## DIRECTIONS
Reproduce the full passage on data extraction and data reconstruction word for word.

==== PAGE TEXT ====

A data converter is an application that changes the data between heterogeneous databases. It does not transform the data in any way. It only changes the physical format of the data from one database environment to another database environment. The data extract routine uses a data converter, when necessary, to change the physical format of the data from the disparate database to the data depot database.
Specific data extract routines need to be written based on the disparate data and the operating environment. Database technicians and application programmers are usually very skilled at developing data extract routines, once they know the exact specifications. The key is to develop the exact specifications before building the data extract routines. Proceeding with any data extract without complete specifications often leads to low quality data and creates more disparate data.
After the source data have been extracted and processed according to the specifications, the data are placed in the data depot for data transformation, using their disparate data names so the connection can be made to any documentation done during data inventorying. Combined disparate data that are broken down during data inventorying use the data product unit variation name.
Historical data instances are extracted similar to current data instances. The only difference is that the primary key contains some type of time or date indication. Otherwise, the same specifications for data sourcing, breaking down combined disparate data, contributors to derived data, and redundant data instances apply.
Data Transform Phase
Data transform was defined in the last chapter as the formal process of transforming disparate data into comparate data, in the data depot, using formal data transformation rules. It consists of data reconstruction, data translation, data recasting, data restructuring, and data derivation.
Reconstruct Data
Reconstruct data is the formal process of rebuilding complete historical data that are not stored as full data records. It is typically used for developing comparate evaluational data, and is seldom used for developing comparate operational data.
When operational data values change, the former data value may be saved as history. Either the changed data values, and the appropriate key, or all data values may be saved as history. When all data values have been saved, data reconstruction does not need to be done.
A data reconstruction rule is a data rule that specifies the reconstruction of historical data into full historical data instances in preparation for data transformation. The data reconstruction rule shows the conditions for data reconstruction and the data reconstruction that is performed.

==== RECORDED INFORMATION ====

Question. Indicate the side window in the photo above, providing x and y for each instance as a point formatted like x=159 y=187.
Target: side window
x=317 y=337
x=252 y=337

====

## RESULT
A data converter is an application that changes the data between heterogeneous databases. It does not transform the data in any way. It only changes the physical format of the data from one database environment to another database environment. The data extract routine uses a data converter, when necessary, to change the physical format of the data from the disparate database to the data depot database.
Specific data extract routines need to be written based on the disparate data and the operating environment. Database technicians and application programmers are usually very skilled at developing data extract routines, once they know the exact specifications. The key is to develop the exact specifications before building the data extract routines. Proceeding with any data extract without complete specifications often leads to low quality data and creates more disparate data.
After the source data have been extracted and processed according to the specifications, the data are placed in the data depot for data transformation, using their disparate data names so the connection can be made to any documentation done during data inventorying. Combined disparate data that are broken down during data inventorying use the data product unit variation name.
Historical data instances are extracted similar to current data instances. The only difference is that the primary key contains some type of time or date indication. Otherwise, the same specifications for data sourcing, breaking down combined disparate data, contributors to derived data, and redundant data instances apply.
Data Transform Phase
Data transform was defined in the last chapter as the formal process of transforming disparate data into comparate data, in the data depot, using formal data transformation rules. It consists of data reconstruction, data translation, data recasting, data restructuring, and data derivation.
Reconstruct Data
Reconstruct data is the formal process of rebuilding complete historical data that are not stored as full data records. It is typically used for developing comparate evaluational data, and is seldom used for developing comparate operational data.
When operational data values change, the former data value may be saved as history. Either the changed data values, and the appropriate key, or all data values may be saved as history. When all data values have been saved, data reconstruction does not need to be done.
A data reconstruction rule is a data rule that specifies the reconstruction of historical data into full historical data instances in preparation for data transformation. The data reconstruction rule shows the conditions for data reconstruction and the data reconstruction that is performed.